## READING TEXT
BEGIN

Like most relationships, the deterioration starts long before the catalyst. Though not immediately explicit, Lily becomes proud. She’s proud that she’s a good and loyal friend to someone beneath her social standing. She gets hurt when her laotong hides her unhappiness, but rustles with impatience when Snow Flower finally shares her anguish and pain. As Snow Flower faces tragedy after tragedy, Lily tries to show her love through admonitions and moral sermons. She pushes and pushes Snow Flower to be strong, to not weep, to keep on trying, to make more sons, to be more obedient. She says all the “right” things, and she believes she’s loving Snow Flower through her preaching and Confucian quotes.
Instead, her words of “encouragement” and “support” form whips to an already broken spirit. What her friend needed weren’t more lectures on what to do and what not to do. What her friend needed was an ear to listen when nobody would hear her woes, and a heart that loves without judgment and disapproval. When Lily is unable to give that to her, Snow Flower finds solace in three other village women.
That plunges a stake into Lily, who takes it as a dagger of betrayal. In a surge of self-righteous fury and bitter jealousy, Lily stabs back by betraying all of Snow Flower’s secrets in front of a group of women, thus publicly shaming her laotong. Decades of friendships and swears of loyalty, burned into ash due to misunderstandings, miscommunications and mistakes. The ending is tragic, but satisfyingly so.
What I loved most about this book, besides the eye-opening culture references, is that it captures in vivid words and emotions what is most beautiful– and cruel– about female friendships. I believe a true friendship between women is one of the most powerful and sacred relationship ever. The bond that we share, the conversations that we enjoy, the pains and joys we relate with one another…it’s something miraculous. Just having one good friend with whom you can experience these is a tremendous blessing.

END

Collected data:

BEGIN

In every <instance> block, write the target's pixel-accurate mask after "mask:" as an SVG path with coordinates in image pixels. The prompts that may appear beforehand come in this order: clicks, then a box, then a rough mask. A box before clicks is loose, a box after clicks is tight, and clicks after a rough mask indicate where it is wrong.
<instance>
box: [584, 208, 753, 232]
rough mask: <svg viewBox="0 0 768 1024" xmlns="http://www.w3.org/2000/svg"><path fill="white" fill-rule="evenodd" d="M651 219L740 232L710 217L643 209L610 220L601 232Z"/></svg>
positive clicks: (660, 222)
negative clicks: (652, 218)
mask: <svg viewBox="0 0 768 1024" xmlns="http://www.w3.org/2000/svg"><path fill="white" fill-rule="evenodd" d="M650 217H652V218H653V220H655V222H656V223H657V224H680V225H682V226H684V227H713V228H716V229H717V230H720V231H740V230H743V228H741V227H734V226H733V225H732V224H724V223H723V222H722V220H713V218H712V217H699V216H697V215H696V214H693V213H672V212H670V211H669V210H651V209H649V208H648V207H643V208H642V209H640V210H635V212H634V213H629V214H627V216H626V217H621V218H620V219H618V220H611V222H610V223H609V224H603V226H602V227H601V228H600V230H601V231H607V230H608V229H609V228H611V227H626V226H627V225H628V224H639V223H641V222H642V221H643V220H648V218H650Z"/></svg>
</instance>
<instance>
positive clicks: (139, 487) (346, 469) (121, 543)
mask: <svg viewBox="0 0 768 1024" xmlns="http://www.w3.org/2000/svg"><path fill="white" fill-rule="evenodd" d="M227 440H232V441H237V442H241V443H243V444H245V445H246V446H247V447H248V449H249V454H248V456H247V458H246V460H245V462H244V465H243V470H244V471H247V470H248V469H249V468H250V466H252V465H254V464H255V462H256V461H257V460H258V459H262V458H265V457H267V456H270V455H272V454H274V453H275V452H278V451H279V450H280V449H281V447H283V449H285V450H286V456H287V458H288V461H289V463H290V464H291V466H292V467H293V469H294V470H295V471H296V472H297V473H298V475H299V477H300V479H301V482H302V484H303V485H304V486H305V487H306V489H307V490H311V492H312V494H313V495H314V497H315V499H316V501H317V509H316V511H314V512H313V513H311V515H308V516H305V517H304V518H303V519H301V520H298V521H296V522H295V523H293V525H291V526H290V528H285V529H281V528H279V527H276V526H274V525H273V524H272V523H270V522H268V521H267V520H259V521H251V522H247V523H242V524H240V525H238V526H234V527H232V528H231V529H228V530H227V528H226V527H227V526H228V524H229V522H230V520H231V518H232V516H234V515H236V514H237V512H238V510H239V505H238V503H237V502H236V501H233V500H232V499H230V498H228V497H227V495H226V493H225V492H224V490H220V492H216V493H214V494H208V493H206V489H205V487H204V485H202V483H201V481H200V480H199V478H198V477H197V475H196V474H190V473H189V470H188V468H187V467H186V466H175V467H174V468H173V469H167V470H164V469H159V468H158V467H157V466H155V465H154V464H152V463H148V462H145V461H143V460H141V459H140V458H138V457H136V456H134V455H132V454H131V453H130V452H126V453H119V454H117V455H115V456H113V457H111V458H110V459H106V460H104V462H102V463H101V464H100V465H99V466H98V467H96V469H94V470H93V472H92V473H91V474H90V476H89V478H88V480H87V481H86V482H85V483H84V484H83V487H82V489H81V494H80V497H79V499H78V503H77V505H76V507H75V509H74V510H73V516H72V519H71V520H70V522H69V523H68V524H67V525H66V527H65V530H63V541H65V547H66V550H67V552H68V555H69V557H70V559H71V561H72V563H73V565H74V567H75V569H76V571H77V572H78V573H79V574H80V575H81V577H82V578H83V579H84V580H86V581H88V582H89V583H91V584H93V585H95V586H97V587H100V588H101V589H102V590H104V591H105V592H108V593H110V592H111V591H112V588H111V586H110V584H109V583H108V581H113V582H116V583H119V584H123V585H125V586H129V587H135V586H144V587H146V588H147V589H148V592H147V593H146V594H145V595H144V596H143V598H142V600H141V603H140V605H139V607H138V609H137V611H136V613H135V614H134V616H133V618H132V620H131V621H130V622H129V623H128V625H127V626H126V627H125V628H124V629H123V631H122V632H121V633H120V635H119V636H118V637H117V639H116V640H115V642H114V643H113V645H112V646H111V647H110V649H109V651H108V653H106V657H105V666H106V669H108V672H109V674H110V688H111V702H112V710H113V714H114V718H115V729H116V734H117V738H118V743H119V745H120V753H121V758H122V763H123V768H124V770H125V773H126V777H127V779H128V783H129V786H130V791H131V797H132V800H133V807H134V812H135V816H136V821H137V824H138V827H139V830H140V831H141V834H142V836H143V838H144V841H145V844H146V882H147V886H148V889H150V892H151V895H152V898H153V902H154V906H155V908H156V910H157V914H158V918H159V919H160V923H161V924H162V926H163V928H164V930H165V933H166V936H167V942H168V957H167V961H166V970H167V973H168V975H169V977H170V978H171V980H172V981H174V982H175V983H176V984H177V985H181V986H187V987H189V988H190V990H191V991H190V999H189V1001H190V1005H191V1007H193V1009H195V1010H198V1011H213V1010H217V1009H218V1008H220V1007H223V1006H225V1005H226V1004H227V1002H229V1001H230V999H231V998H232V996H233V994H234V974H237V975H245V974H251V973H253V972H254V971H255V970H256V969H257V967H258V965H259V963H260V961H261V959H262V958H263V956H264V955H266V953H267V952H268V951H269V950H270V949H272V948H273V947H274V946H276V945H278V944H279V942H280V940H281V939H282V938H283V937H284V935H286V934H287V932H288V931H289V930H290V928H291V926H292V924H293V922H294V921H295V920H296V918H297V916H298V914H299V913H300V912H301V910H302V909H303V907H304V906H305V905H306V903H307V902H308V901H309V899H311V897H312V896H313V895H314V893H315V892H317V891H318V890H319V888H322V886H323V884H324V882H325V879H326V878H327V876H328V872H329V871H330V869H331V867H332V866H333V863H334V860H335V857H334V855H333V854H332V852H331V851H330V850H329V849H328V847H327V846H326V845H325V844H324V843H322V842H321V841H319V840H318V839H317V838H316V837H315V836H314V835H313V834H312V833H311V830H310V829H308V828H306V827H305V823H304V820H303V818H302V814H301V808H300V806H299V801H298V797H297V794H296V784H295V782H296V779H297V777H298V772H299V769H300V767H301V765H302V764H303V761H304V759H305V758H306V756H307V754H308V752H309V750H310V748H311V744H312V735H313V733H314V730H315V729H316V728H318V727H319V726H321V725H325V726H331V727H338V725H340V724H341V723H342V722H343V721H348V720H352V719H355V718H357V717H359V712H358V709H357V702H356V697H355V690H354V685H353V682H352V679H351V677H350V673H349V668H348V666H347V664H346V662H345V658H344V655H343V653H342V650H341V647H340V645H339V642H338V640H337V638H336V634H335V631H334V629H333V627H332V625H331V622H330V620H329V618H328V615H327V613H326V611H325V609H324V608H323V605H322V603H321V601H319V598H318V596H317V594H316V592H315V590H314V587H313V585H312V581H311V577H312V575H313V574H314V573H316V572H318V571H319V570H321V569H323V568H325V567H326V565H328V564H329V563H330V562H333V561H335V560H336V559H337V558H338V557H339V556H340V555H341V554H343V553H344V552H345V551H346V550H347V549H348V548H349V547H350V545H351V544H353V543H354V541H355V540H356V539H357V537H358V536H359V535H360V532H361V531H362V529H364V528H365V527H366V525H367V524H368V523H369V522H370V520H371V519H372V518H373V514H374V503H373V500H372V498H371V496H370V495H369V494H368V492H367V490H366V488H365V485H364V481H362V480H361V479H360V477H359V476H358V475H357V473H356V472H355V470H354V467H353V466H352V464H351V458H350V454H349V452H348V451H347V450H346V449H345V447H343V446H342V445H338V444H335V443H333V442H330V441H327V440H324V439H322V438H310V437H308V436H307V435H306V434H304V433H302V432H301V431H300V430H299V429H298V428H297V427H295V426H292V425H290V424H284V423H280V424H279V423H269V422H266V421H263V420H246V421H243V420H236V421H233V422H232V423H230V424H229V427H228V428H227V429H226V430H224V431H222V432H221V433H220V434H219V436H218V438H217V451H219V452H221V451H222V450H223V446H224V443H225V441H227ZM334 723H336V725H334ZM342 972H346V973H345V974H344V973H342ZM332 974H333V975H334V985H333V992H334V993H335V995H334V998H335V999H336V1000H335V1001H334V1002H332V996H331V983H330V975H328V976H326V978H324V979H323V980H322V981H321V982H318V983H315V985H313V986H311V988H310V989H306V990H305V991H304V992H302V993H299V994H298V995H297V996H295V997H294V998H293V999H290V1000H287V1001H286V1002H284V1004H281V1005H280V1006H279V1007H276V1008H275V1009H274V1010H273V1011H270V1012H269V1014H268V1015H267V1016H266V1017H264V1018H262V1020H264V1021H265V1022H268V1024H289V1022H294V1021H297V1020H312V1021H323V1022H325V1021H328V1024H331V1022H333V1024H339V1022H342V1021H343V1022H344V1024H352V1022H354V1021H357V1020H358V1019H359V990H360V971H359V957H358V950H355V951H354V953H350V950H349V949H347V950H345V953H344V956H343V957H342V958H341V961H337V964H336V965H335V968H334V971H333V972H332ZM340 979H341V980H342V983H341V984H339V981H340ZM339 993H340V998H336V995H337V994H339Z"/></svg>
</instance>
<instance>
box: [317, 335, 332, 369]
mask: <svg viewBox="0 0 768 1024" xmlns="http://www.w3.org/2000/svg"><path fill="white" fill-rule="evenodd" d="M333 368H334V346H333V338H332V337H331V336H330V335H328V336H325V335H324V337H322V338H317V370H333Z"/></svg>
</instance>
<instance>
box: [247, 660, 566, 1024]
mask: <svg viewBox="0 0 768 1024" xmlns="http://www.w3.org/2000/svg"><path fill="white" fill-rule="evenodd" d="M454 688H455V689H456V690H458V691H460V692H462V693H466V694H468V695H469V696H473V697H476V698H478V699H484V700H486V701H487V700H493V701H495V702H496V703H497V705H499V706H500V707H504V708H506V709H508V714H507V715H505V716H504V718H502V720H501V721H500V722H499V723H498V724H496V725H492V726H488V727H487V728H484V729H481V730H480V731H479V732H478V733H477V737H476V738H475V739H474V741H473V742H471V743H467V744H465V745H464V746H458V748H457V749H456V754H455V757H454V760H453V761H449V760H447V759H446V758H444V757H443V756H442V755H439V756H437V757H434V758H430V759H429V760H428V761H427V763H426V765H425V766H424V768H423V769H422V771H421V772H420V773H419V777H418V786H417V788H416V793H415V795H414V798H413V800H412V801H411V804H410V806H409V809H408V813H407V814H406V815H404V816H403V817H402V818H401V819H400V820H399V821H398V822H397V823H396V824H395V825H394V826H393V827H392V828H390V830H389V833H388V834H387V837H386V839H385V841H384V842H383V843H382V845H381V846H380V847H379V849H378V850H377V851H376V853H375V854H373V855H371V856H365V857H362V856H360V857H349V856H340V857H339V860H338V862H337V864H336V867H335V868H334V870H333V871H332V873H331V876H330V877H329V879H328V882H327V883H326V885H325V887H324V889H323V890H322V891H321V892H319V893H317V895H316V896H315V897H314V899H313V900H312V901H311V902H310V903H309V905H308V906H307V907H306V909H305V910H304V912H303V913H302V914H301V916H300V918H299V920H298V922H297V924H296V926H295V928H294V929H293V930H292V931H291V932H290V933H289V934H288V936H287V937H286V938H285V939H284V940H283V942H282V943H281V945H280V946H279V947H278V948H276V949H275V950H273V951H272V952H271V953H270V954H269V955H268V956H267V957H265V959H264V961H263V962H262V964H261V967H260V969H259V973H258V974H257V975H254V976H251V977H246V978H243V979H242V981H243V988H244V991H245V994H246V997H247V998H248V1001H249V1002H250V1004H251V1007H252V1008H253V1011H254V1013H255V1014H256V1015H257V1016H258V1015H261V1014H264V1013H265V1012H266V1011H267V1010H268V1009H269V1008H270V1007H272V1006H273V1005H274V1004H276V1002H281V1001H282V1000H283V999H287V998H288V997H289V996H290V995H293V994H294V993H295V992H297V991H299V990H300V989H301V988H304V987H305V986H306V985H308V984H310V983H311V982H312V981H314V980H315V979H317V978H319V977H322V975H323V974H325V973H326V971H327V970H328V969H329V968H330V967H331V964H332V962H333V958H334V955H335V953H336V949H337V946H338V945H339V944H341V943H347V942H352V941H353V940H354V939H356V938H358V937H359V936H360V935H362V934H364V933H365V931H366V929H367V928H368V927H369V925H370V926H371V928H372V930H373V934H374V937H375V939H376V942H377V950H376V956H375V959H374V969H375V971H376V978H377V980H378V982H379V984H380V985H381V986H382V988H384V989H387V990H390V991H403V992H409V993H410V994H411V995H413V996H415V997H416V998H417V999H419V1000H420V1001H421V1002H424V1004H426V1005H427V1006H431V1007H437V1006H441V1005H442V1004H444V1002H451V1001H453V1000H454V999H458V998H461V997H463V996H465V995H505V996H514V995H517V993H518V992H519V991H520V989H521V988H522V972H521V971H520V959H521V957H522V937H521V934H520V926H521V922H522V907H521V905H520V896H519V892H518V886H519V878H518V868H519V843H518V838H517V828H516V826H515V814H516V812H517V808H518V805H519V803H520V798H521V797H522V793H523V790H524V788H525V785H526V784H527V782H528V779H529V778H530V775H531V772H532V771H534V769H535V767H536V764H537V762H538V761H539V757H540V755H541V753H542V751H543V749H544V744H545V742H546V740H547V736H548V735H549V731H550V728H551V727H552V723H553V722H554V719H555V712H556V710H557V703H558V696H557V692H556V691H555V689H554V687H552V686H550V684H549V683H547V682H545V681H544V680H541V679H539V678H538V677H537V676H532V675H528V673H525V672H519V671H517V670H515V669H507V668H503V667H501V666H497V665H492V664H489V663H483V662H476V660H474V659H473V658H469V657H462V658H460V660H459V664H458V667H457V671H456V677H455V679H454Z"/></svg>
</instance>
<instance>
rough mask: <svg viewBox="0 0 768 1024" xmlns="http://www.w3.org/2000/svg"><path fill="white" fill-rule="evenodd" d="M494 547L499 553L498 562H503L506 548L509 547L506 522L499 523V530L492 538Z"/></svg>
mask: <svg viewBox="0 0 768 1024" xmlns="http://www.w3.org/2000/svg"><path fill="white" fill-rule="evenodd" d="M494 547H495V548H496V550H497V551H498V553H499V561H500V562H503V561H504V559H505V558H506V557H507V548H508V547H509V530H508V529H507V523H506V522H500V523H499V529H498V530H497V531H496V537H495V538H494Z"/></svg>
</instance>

END

## WHAT YOU WILL DO
**1)** In the book review, who does Snow Flower find solace in when Lily cannot give her what she needs?
**2)** According to the book review, what does Lily push Snow Flower to do? List each one.

## SOLUTIONS TO THE TASKS
**1)** Three other village women.

**2)**
- Be strong
- Not weep
- Keep on trying
- Make more sons
- Be more obedient